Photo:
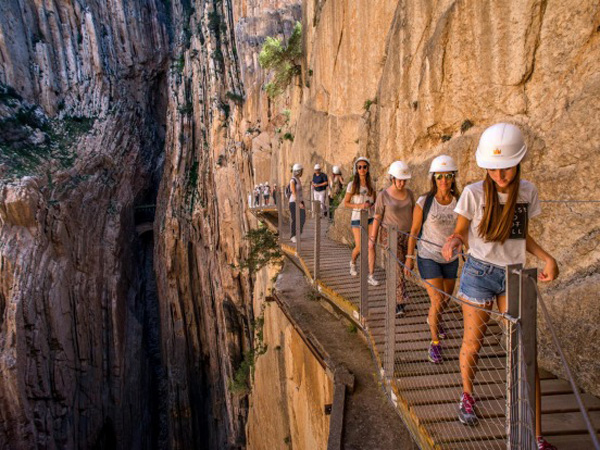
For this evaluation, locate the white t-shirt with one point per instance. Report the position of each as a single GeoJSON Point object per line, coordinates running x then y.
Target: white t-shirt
{"type": "Point", "coordinates": [439, 224]}
{"type": "Point", "coordinates": [360, 198]}
{"type": "Point", "coordinates": [298, 185]}
{"type": "Point", "coordinates": [470, 205]}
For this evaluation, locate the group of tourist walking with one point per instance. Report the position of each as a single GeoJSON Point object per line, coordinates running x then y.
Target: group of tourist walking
{"type": "Point", "coordinates": [262, 195]}
{"type": "Point", "coordinates": [489, 222]}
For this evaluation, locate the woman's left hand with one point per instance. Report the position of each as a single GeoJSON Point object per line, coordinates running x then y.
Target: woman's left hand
{"type": "Point", "coordinates": [550, 271]}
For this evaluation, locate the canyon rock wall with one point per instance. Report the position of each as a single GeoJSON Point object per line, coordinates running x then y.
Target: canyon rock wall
{"type": "Point", "coordinates": [412, 80]}
{"type": "Point", "coordinates": [82, 115]}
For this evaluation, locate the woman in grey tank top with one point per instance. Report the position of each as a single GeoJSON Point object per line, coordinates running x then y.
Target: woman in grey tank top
{"type": "Point", "coordinates": [433, 219]}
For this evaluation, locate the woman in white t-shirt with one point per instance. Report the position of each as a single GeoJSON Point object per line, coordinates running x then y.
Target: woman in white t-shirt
{"type": "Point", "coordinates": [493, 218]}
{"type": "Point", "coordinates": [433, 220]}
{"type": "Point", "coordinates": [360, 194]}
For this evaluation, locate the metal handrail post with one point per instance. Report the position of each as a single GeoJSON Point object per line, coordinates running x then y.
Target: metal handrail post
{"type": "Point", "coordinates": [521, 358]}
{"type": "Point", "coordinates": [317, 240]}
{"type": "Point", "coordinates": [279, 200]}
{"type": "Point", "coordinates": [528, 355]}
{"type": "Point", "coordinates": [364, 264]}
{"type": "Point", "coordinates": [391, 281]}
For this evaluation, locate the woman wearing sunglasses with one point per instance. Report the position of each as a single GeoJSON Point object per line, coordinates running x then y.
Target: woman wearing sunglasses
{"type": "Point", "coordinates": [360, 194]}
{"type": "Point", "coordinates": [434, 219]}
{"type": "Point", "coordinates": [493, 218]}
{"type": "Point", "coordinates": [394, 207]}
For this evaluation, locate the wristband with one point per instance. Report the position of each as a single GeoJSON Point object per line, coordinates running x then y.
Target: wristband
{"type": "Point", "coordinates": [457, 236]}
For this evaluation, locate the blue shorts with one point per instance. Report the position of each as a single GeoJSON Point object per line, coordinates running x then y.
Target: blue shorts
{"type": "Point", "coordinates": [481, 283]}
{"type": "Point", "coordinates": [356, 223]}
{"type": "Point", "coordinates": [430, 269]}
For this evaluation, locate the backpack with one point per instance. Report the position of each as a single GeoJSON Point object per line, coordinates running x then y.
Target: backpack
{"type": "Point", "coordinates": [288, 189]}
{"type": "Point", "coordinates": [426, 208]}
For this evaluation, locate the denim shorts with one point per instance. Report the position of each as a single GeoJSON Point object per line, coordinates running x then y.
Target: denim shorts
{"type": "Point", "coordinates": [430, 269]}
{"type": "Point", "coordinates": [481, 283]}
{"type": "Point", "coordinates": [356, 223]}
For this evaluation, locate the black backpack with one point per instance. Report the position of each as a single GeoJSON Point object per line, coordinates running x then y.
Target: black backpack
{"type": "Point", "coordinates": [288, 189]}
{"type": "Point", "coordinates": [426, 208]}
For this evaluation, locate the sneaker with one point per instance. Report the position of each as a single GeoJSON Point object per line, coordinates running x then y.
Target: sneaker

* _What the task requires_: Copy every record above exactly, leaving out any pictures.

* _Reply_:
Photo:
For this evaluation, locate the white t-shirt with one point per instance. Report the position of each as a single GeoJSON Point object per line, coordinates running x then y.
Target: white t-shirt
{"type": "Point", "coordinates": [439, 224]}
{"type": "Point", "coordinates": [360, 198]}
{"type": "Point", "coordinates": [298, 185]}
{"type": "Point", "coordinates": [470, 205]}
For this evaluation, locate the group of tourist walking with one point per instance. Report the position of each as a single GeoJSON Point object per line, coordinates running x then y.
Target: group of tourist walking
{"type": "Point", "coordinates": [262, 195]}
{"type": "Point", "coordinates": [489, 222]}
For this evaluation, locate the woman's left hand with one point per instance. Report the position of each as a single GeoJSON Point object per line, coordinates running x then y.
Target: woman's left hand
{"type": "Point", "coordinates": [550, 271]}
For this evaluation, locate the canyon rock wall with one point per instance. Report the position of each as a single GeoJSON Point object per line, coordinates running x then y.
Target: canyon rock wall
{"type": "Point", "coordinates": [412, 80]}
{"type": "Point", "coordinates": [82, 115]}
For this evaluation, locate the woman in grey tank top with one point per instance. Report the position of each as a single GeoJSON Point object per line, coordinates running x then y.
Target: woman in grey tank top
{"type": "Point", "coordinates": [433, 219]}
For this evaluation, locate the woman in white t-shirt with one point per instance. Report the position of each as a single GeoJSON Point object per line, coordinates running x then y.
Target: woman in white t-shirt
{"type": "Point", "coordinates": [493, 218]}
{"type": "Point", "coordinates": [433, 220]}
{"type": "Point", "coordinates": [360, 194]}
For this evaluation, locate the metal handrail post with one point per instance. Report the position of each as a single GeoJSON Point object per line, coordinates running x then y.
Target: metal handrail post
{"type": "Point", "coordinates": [521, 358]}
{"type": "Point", "coordinates": [317, 240]}
{"type": "Point", "coordinates": [279, 200]}
{"type": "Point", "coordinates": [528, 355]}
{"type": "Point", "coordinates": [364, 264]}
{"type": "Point", "coordinates": [391, 281]}
For this evaluation, locate the woman wearing sunglasses with one point per instance. Report the position of each as a single GeoJSON Point object per line, coordinates running x then y.
Target: woman wearing sunglasses
{"type": "Point", "coordinates": [360, 194]}
{"type": "Point", "coordinates": [434, 219]}
{"type": "Point", "coordinates": [493, 218]}
{"type": "Point", "coordinates": [394, 207]}
For this evaluation, locate the wristband with one point per instance. Report the position of each as a single GeoJSON Point object per line, coordinates running x then y.
Target: wristband
{"type": "Point", "coordinates": [457, 236]}
For this evaluation, locate the blue shorts with one point per instance. Report the position of each as a single GeoJSON Point object per line, coordinates running x then y.
Target: blue shorts
{"type": "Point", "coordinates": [481, 283]}
{"type": "Point", "coordinates": [356, 223]}
{"type": "Point", "coordinates": [430, 269]}
For this evaluation, locate the backpack with one point per instance. Report the position of each as a single GeoJSON Point object per line, coordinates running x then y.
Target: backpack
{"type": "Point", "coordinates": [288, 189]}
{"type": "Point", "coordinates": [426, 208]}
For this evaluation, locate the denim shorts with one point per instance. Report the position of each as a single GeoJSON Point object per line, coordinates running x then y.
Target: denim shorts
{"type": "Point", "coordinates": [430, 269]}
{"type": "Point", "coordinates": [481, 283]}
{"type": "Point", "coordinates": [356, 223]}
For this evaluation, locate the black backpack with one point per instance. Report the position of each as a single GeoJSON Point object per line, coordinates running x then y.
Target: black backpack
{"type": "Point", "coordinates": [288, 189]}
{"type": "Point", "coordinates": [426, 208]}
For this evaluation, locate the sneaker with one point per instance. Report the position of each as a single GeoJSON Point object per line, coordinates running x then y.
Target: sneaker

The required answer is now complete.